_HOW TO COMPLETE THIS TASK_.
Repeat the text on chewing food, everything from "Aiming to chew" down to "enzymes for support.", without changing a word.

_TEXT FOR ANALYSIS_.

Chewing your food is the first mechanical step in digestion and super important as saliva contains the enzyme amylase which begins the chemical breakdown of a very difficult to digest starch called amylose. Taking the time to thoroughly chew and mix your food with saliva until the food is liquified in the mouth will allow for sufficient surface area for the salivary enzyme to amylase to begin the breakdown of carbohydrates.
Aiming to chew your food for a minimum of 20-30 bites while taking the time to enjoy your food will signal the brain and digestive organs to prepare for digestion and the release of digestive juices. If you notice any amount of undigested food in your stool this indicates a need to chew your food more slowly and thoroughly or use additional digestive enzymes for support.
Now chewing food enough symptoms
Bloating is a very common symptom of sibo and incomplete carbohydrate digestion that can be due to not chewing food properly. If there is a large amount of undigested carbohydrates in the small intestine this provides an excess of fuel for our gut bacteria to feed and ferment upon which then results in excess gas that causes bloating and indigestion. By chewing your food this helps to ensure the breakdown of carbohydrates so that these carbohydrates are broken down into small enough particles so that they can be absorbed by the body and not fermented upon but gut bacteria.

_SUPPLIED DATA_.
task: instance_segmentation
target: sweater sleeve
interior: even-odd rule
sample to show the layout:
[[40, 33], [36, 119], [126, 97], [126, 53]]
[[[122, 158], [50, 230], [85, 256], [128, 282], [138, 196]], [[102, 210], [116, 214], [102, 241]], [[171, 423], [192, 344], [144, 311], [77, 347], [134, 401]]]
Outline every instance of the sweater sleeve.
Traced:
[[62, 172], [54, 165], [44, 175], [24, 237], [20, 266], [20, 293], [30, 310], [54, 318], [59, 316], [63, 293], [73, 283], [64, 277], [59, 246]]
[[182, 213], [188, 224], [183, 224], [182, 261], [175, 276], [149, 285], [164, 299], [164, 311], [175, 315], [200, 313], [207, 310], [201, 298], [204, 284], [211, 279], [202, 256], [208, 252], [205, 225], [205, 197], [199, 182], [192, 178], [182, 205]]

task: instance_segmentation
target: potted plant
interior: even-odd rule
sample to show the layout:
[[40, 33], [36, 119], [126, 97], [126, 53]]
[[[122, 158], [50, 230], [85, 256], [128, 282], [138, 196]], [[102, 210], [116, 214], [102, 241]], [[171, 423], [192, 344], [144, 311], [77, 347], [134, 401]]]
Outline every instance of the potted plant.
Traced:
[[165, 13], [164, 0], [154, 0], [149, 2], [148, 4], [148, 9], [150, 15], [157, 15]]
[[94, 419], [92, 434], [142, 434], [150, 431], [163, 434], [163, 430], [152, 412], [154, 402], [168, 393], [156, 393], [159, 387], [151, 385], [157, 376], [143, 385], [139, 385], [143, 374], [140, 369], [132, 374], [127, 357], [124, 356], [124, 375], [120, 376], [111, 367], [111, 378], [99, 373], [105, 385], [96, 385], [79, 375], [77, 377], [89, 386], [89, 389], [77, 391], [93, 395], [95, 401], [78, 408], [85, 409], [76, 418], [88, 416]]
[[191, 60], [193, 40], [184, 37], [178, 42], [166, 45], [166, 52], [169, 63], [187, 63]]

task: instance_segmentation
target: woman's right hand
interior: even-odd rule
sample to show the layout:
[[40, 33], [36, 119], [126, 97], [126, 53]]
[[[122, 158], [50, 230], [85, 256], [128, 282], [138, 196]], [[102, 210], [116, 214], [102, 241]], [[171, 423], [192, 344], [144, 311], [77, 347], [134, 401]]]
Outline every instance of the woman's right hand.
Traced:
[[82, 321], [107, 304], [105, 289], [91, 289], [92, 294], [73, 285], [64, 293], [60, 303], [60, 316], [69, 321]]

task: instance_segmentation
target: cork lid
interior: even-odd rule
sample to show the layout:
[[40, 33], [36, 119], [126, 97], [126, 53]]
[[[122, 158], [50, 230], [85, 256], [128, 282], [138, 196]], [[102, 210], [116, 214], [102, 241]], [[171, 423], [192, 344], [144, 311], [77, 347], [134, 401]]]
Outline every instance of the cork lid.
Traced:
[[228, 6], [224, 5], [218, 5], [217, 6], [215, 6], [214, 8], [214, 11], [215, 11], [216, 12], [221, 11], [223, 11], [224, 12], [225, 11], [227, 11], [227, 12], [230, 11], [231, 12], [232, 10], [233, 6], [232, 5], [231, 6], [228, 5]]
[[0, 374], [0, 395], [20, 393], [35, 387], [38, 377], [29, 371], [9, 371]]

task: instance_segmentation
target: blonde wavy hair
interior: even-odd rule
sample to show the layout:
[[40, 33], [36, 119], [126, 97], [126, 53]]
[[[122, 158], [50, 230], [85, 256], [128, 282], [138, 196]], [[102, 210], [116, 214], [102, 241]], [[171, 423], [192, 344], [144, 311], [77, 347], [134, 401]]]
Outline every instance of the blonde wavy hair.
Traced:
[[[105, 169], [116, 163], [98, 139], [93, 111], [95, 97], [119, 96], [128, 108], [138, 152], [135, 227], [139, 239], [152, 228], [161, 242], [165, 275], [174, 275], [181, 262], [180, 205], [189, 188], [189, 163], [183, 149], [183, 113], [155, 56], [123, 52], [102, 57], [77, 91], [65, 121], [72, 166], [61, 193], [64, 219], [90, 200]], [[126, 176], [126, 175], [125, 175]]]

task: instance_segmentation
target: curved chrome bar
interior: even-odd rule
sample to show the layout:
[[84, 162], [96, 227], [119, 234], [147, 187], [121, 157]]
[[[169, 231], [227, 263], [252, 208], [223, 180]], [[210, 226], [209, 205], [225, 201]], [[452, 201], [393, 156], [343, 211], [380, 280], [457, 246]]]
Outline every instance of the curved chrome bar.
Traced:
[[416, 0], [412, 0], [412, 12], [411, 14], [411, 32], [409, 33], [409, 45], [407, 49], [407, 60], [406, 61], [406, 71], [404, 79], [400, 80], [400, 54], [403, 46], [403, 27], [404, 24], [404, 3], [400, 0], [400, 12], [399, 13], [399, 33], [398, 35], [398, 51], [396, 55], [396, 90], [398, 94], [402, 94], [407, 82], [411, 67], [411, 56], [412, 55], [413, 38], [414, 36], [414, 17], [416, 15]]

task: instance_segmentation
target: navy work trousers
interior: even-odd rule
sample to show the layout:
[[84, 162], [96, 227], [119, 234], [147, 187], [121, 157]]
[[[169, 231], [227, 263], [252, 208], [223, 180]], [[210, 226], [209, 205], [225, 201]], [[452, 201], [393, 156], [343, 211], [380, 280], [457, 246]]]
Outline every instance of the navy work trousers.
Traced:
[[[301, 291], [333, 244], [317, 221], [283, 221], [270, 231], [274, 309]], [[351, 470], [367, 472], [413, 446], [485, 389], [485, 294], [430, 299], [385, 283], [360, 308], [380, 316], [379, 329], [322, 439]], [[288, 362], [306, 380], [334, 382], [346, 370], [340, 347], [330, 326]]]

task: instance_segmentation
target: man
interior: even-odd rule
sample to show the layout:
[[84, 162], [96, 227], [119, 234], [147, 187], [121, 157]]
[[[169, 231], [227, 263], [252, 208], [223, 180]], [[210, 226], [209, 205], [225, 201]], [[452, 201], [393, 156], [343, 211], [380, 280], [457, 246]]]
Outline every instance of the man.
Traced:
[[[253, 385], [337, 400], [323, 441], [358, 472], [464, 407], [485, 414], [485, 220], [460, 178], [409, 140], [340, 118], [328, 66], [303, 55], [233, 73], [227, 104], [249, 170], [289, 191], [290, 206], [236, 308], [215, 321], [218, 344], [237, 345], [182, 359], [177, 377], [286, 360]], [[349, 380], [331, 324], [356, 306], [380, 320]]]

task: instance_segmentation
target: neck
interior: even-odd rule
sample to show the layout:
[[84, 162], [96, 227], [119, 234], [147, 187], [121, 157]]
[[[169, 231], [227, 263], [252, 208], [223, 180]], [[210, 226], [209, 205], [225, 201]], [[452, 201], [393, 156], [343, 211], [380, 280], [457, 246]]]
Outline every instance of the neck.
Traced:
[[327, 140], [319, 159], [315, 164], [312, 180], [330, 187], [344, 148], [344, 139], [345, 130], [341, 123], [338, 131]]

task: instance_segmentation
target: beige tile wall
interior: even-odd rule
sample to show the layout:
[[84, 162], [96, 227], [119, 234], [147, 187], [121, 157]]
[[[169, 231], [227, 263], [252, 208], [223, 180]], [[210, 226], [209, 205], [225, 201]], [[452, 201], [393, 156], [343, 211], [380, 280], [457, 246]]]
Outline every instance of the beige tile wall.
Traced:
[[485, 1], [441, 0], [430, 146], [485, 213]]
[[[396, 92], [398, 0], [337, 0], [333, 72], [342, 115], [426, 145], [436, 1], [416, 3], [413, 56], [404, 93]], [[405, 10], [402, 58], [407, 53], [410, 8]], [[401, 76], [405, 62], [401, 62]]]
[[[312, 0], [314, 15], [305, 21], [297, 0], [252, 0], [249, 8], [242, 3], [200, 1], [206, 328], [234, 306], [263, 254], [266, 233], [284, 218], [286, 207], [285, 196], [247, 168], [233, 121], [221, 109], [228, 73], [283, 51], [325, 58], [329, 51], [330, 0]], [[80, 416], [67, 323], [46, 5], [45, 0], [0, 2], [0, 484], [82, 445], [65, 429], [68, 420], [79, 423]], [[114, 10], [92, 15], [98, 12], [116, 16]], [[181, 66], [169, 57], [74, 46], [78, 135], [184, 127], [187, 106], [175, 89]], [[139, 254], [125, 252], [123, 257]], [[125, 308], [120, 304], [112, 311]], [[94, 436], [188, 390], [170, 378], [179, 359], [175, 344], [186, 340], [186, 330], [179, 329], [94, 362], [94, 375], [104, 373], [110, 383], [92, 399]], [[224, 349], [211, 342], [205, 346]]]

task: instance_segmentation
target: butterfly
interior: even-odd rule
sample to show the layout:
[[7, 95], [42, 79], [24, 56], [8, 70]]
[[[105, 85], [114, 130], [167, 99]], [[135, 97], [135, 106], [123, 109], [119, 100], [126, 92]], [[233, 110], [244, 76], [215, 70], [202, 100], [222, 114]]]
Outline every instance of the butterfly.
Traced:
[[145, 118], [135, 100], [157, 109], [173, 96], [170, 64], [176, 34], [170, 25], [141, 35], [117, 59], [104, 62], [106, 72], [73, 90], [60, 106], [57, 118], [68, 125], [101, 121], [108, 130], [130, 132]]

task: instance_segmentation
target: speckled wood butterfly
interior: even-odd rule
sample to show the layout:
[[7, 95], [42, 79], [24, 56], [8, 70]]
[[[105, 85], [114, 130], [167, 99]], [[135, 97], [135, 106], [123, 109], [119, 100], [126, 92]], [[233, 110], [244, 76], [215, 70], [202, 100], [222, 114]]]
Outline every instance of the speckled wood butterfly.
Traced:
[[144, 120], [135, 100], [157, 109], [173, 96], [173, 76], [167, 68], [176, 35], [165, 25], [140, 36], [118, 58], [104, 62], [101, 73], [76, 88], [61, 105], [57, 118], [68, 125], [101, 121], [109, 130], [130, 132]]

_YOUR RESPONSE_.
Aiming to chew your food for a minimum of 20-30 bites while taking the time to enjoy your food will signal the brain and digestive organs to prepare for digestion and the release of digestive juices. If you notice any amount of undigested food in your stool this indicates a need to chew your food more slowly and thoroughly or use additional digestive enzymes for support.